● **Passage to read**:
2014 Breakdown: Lee rebounded from a strange 2012 season, to post a 2.87 ERA and 14 wins in 2013. Given Cole Hamels’ disappointing 2013 and arm injury, Lee now gets the chance to get the ball on opening day for the first time since 2009, when he was a member of the Cleveland Indians.

While I’d like to see him mix in a few more pitches out of the zone, I see no reason why Lee won’t be one of the best pitchers in the game again in 2014. It’s hard to predict exactly how much run support he will get, which has a direct effect on his total wins, but a great spring (24 IP, 2.55 ERA) leads me to expect another superb year out of the 35 year-old lefty.

For the Phillies to  compete in 2014 (not likely), then Lee will have to be a pitcher who wins 17-20 games and posts an ERA below 2.70. If not, the Phillies would be foolish not to move him, because as he inches towards his late 30’s, his trade value will only go down.

2014 Stat Predictions: 16-9, 2.77 ERA

Mandatory Credit: Tommy Gilligan-USA TODAY Sports

2. A.J. Burnett 

2014 Breakdown: While he certainly isn’t worth $16 million, doing it on a one-year basis isn’t all that scary. If the Phillies feel like they are going to compete (which just about no one outside the organization does), then hey, they may as well go all-in.

What does scare me, is that Burnett took a long time this off-season pondering whether he even wanted to pitch this season. I liked the idea of bringing him in, but, if the Phillies start slow, I wonder whether Burnett’s approach will decline. Even if it does, Burnett has some type of no-trade clause (specifics aren’t known, but it is a limited no-trade clause), and a $7.5 million buyout for 2015, so it doesn’t appear like he falls into the category of someone who could be joining Lee as a trade deadline exit. That is, unless the Pirates want him back or the Orioles make another push for him.

There is certainly good that comes with Burnett though, as we know that he is going to pitch close to 200 innings. He is also a ground-ball pitcher, so he should be able to keep the ball in the park, even at Citizens Bank Park.

As long as you don’t expect him to pitch like a $16 million man, I think you will find Burnett to be a solid addition.

2014 Stat Predictions: 14-10, 3.63 ERA

Mandatory Credit: Jonathan Dyer-USA TODAY Sports

3. Kyle Kendrick

2014 Breakdown: Some people look at the combined 4.30 ERA that Kendrick has posted over the course of the last two years, and are terrified that he is going to be the Phillies number three starter for at least the first month of the season. While I would rather see Cole Hamels healthy and Kendrick down a spot in the rotation, I’m actually perfectly content with Kendrick as the number three guy early on.

Kendrick has established himself as a much better first-half pitcher the last two years, and I would expect a fast start from Kendrick again. The difference this year, is that Kendrick is in a contract year, and needs to put together a full season.

Kendrick doesn’t necessarily have swing and miss stuff, but he sports a solid cutter, and can be counted on for over 160 innings in 2014.

Like Lee, Kendrick could be an attractive piece to a contender at the trade deadline, should he put together a good first-half.

● **Requirement 1**:
Copy the passage from the Phillies pitching preview verbatim, starting at "2014 Breakdown: While" and ending at "push for him.".
● **Requirement 2**:
Write the next part of the Phillies pitching preview, picking up after its final sentence.

● **Data provided**:
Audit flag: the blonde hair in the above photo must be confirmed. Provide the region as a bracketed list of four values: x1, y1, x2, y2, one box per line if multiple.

● **Expected answer 1**:
2014 Breakdown: While he certainly isn’t worth $16 million, doing it on a one-year basis isn’t all that scary. If the Phillies feel like they are going to compete (which just about no one outside the organization does), then hey, they may as well go all-in.

What does scare me, is that Burnett took a long time this off-season pondering whether he even wanted to pitch this season. I liked the idea of bringing him in, but, if the Phillies start slow, I wonder whether Burnett’s approach will decline. Even if it does, Burnett has some type of no-trade clause (specifics aren’t known, but it is a limited no-trade clause), and a $7.5 million buyout for 2015, so it doesn’t appear like he falls into the category of someone who could be joining Lee as a trade deadline exit. That is, unless the Pirates want him back or the Orioles make another push for him.

● **Expected answer 2**:
2014 Stat Predictions: 12-12, 3.79 ERA

Mandatory Credit: Kim Klement-USA TODAY Sports

4. Roberto Hernandez (The artist formerly illegally known as Fausto Carmona)

2014 Breakdown: Hernandez will begin the season as the number four starter, but as the season progresses, and a healthy Cole Hamels hopefully returns, him staying in the rotation isn’t a guarantee. Frankly, if he pitches how he has over the past two years (2011 and 2013, because he missed most of 2012), he won’t be in the rotation past April.

Hernandez’s 5.29 ERA in Spring didn’t exactly help the negative stigma that he came to Philly with. Hopefully he can at least hold over a rotation spot for the first month or so, until Cole Hamels comes back and the Phillies have some other options open up.

2014 Stat Predictions: 1-3, 5.05 ERA (I see him pitching the first month in the rotation, struggling, and being designated for assignment.)

Mandatory Credit: Tommy Gilligan-USA TODAY Sports

Who will fill out the fifth spot?

Until Cole Hamels comes back, the Phillies will have to pick someone else as a fifth-starter. The reason that they didn’t do that yet is that, is because they have an off day after their first two games against the Rangers, so they will just skip the fifth starters spot in the rotation the first time through. After that, expect either Jeff Manship, who will open the season as the team’s long-man, or Jonathan Pettibone, who will begin the season with Triple-A Lehigh Valley, to get the nod for the rest of the time Hamels is out. If one of them do well enough, and they get the struggles of Hernandez that I expect, don’t be surprised if they remain in the rotation beyond that.

 As for Cole….

Let’s not kid ourselves here, Hamels was awful the first half of the year last year. I don’t care how well he pitched down the stretch or the fact that he didn’t get much run support, a 3.60 ERA is at least a run more than what I expect out of someone who got the type of payday that Hamels did. Once he comes back from his injury, hopefully he stays healthy, and is able to pitch at the elite level that he is being paid to pitch at. So far, the 2008 playoffs and 2011, are the only times I’ve ever seen him pitch at that level.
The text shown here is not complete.